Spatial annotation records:
========

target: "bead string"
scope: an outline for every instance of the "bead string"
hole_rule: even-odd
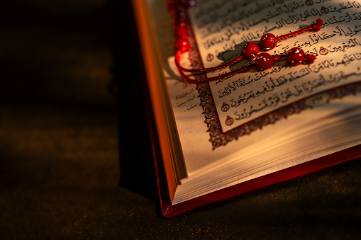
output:
[[[177,52],[175,57],[178,58],[177,59],[176,59],[176,61],[179,61],[179,58],[180,57],[180,54],[178,54],[178,52]],[[278,55],[271,56],[270,54],[267,52],[262,52],[258,56],[257,56],[255,59],[255,63],[250,64],[248,66],[245,66],[242,68],[216,76],[192,79],[186,76],[182,71],[179,71],[179,74],[181,74],[183,79],[187,80],[190,84],[200,84],[207,81],[226,79],[228,76],[231,76],[235,74],[244,72],[255,68],[257,68],[258,70],[263,71],[270,68],[272,66],[274,60],[278,60],[282,59],[287,59],[289,63],[291,63],[294,66],[296,66],[301,64],[303,62],[305,62],[307,64],[312,64],[316,59],[316,57],[312,55],[305,55],[304,52],[299,47],[294,47],[289,51],[287,55]]]
[[[303,59],[301,59],[299,57],[297,58],[296,64],[294,64],[295,62],[293,62],[290,57],[288,57],[289,62],[290,62],[292,64],[296,65],[299,64],[301,64],[302,62],[306,62],[307,64],[313,63],[313,61],[316,59],[316,57],[311,55],[304,55],[304,52],[303,50],[300,50],[299,48],[294,47],[292,48],[290,52],[289,52],[289,55],[274,55],[274,56],[270,56],[269,54],[267,54],[267,55],[265,55],[265,53],[262,53],[261,55],[264,59],[267,59],[267,68],[265,67],[260,67],[257,64],[257,59],[256,59],[256,64],[251,64],[248,66],[229,72],[226,74],[221,74],[217,76],[214,77],[206,77],[203,79],[192,79],[187,76],[184,74],[184,72],[189,72],[192,74],[201,74],[201,73],[206,73],[209,72],[213,72],[216,70],[219,70],[224,69],[227,67],[231,66],[238,62],[240,62],[243,57],[245,57],[247,59],[253,59],[255,57],[258,57],[258,52],[260,50],[268,51],[273,48],[274,48],[277,45],[277,41],[286,39],[288,38],[294,37],[296,35],[305,33],[306,31],[310,30],[315,30],[316,32],[319,31],[321,30],[321,28],[323,25],[323,21],[321,19],[316,19],[316,23],[312,23],[311,25],[304,28],[303,29],[289,33],[279,37],[275,37],[272,33],[266,33],[265,34],[260,40],[260,43],[259,45],[255,44],[254,42],[248,42],[245,44],[243,46],[243,49],[242,51],[242,54],[233,59],[233,61],[228,62],[226,64],[213,67],[208,67],[208,68],[200,68],[200,69],[186,69],[184,67],[182,67],[180,65],[180,59],[181,55],[182,53],[187,52],[189,50],[190,47],[190,43],[188,40],[188,28],[187,26],[187,16],[185,13],[185,11],[187,7],[192,6],[194,4],[194,0],[189,0],[188,3],[185,2],[184,1],[182,0],[169,0],[168,1],[168,7],[170,8],[171,12],[173,14],[173,23],[174,23],[174,30],[177,35],[177,39],[175,42],[175,47],[176,49],[177,49],[177,51],[176,52],[175,55],[175,64],[178,69],[178,72],[179,72],[180,75],[183,79],[189,81],[189,83],[201,83],[201,82],[206,82],[206,81],[211,81],[214,80],[219,80],[222,79],[227,78],[228,76],[235,75],[236,74],[243,72],[248,70],[250,70],[252,68],[257,67],[259,70],[262,71],[266,69],[268,69],[272,67],[272,64],[273,62],[273,60],[276,60],[281,58],[287,58],[287,56],[289,55],[289,52],[291,51],[293,52],[300,52],[299,51],[301,51],[302,54],[301,57]],[[258,55],[258,56],[257,56]],[[294,56],[294,55],[291,54],[291,56]],[[258,57],[257,57],[258,58]],[[258,61],[259,62],[259,61]]]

========

— STATED EXERCISE —
Transcribe all of the records above character for character. Exclude the pictures.

— TASK RESULT —
target: "bead string"
scope: an outline for every instance of the "bead string"
hole_rule: even-odd
output:
[[[177,52],[175,57],[178,58],[177,59],[176,59],[176,61],[179,61],[179,58],[180,57],[180,54],[178,54],[178,52]],[[278,55],[271,56],[270,54],[267,52],[262,52],[258,56],[257,56],[255,59],[255,63],[250,64],[248,66],[245,66],[242,68],[216,76],[192,79],[186,76],[182,71],[179,71],[179,74],[181,74],[183,79],[187,80],[190,84],[200,84],[207,81],[226,79],[228,76],[231,76],[235,74],[244,72],[255,68],[257,68],[258,70],[263,71],[270,68],[272,66],[274,60],[278,60],[282,59],[287,59],[289,63],[291,63],[294,66],[296,66],[301,64],[303,62],[305,62],[307,64],[312,64],[316,59],[316,57],[312,55],[305,55],[304,52],[299,47],[294,47],[289,51],[287,55]]]
[[[303,59],[301,59],[299,57],[297,58],[296,64],[294,64],[295,62],[293,62],[290,57],[288,57],[289,62],[290,62],[292,64],[296,65],[299,64],[301,64],[302,62],[306,62],[307,64],[313,63],[313,61],[316,59],[316,57],[311,55],[304,55],[304,52],[303,50],[300,50],[299,48],[294,47],[292,48],[290,52],[289,52],[289,55],[274,55],[274,56],[270,56],[269,54],[267,54],[267,55],[265,55],[265,53],[262,53],[261,55],[264,59],[267,59],[267,68],[265,67],[260,67],[257,64],[257,59],[256,59],[256,64],[251,64],[248,66],[229,72],[226,74],[221,74],[217,76],[214,77],[206,77],[203,79],[192,79],[187,76],[184,74],[184,72],[189,72],[192,74],[201,74],[201,73],[206,73],[209,72],[213,72],[216,70],[219,70],[224,69],[227,67],[231,66],[238,62],[240,62],[243,57],[245,57],[247,59],[253,59],[255,57],[258,57],[258,52],[260,50],[268,51],[273,48],[274,48],[277,45],[277,41],[286,39],[288,38],[294,37],[296,35],[305,33],[306,31],[310,30],[315,30],[316,32],[319,31],[321,30],[321,28],[323,25],[323,21],[321,19],[316,19],[316,23],[312,23],[311,25],[304,28],[303,29],[289,33],[279,37],[275,37],[272,33],[266,33],[265,34],[260,40],[260,43],[259,45],[255,44],[254,42],[248,42],[245,44],[243,46],[243,49],[242,51],[242,54],[233,59],[233,61],[228,62],[226,64],[213,67],[208,67],[208,68],[200,68],[200,69],[186,69],[184,67],[182,67],[180,65],[180,59],[181,55],[182,53],[187,52],[189,50],[190,47],[190,43],[188,40],[188,28],[187,26],[187,16],[185,13],[185,11],[187,7],[192,6],[194,4],[194,0],[189,0],[188,3],[185,2],[184,1],[182,0],[169,0],[168,1],[168,7],[170,8],[171,12],[173,14],[173,23],[174,23],[174,30],[177,35],[177,39],[175,42],[175,47],[176,49],[177,49],[177,51],[176,52],[175,55],[175,64],[178,69],[178,72],[179,72],[180,75],[183,79],[189,81],[189,83],[201,83],[201,82],[206,82],[206,81],[211,81],[214,80],[219,80],[222,79],[227,78],[228,76],[235,75],[236,74],[243,72],[248,70],[250,70],[252,68],[257,67],[259,70],[262,71],[266,69],[268,69],[272,67],[272,64],[273,62],[273,60],[276,60],[281,58],[287,58],[287,56],[289,55],[289,52],[291,51],[293,52],[300,52],[299,51],[301,51],[302,54],[301,57]],[[258,55],[258,56],[257,56]],[[294,56],[294,55],[291,54],[291,56]],[[258,57],[257,57],[258,58]],[[258,61],[259,62],[259,61]]]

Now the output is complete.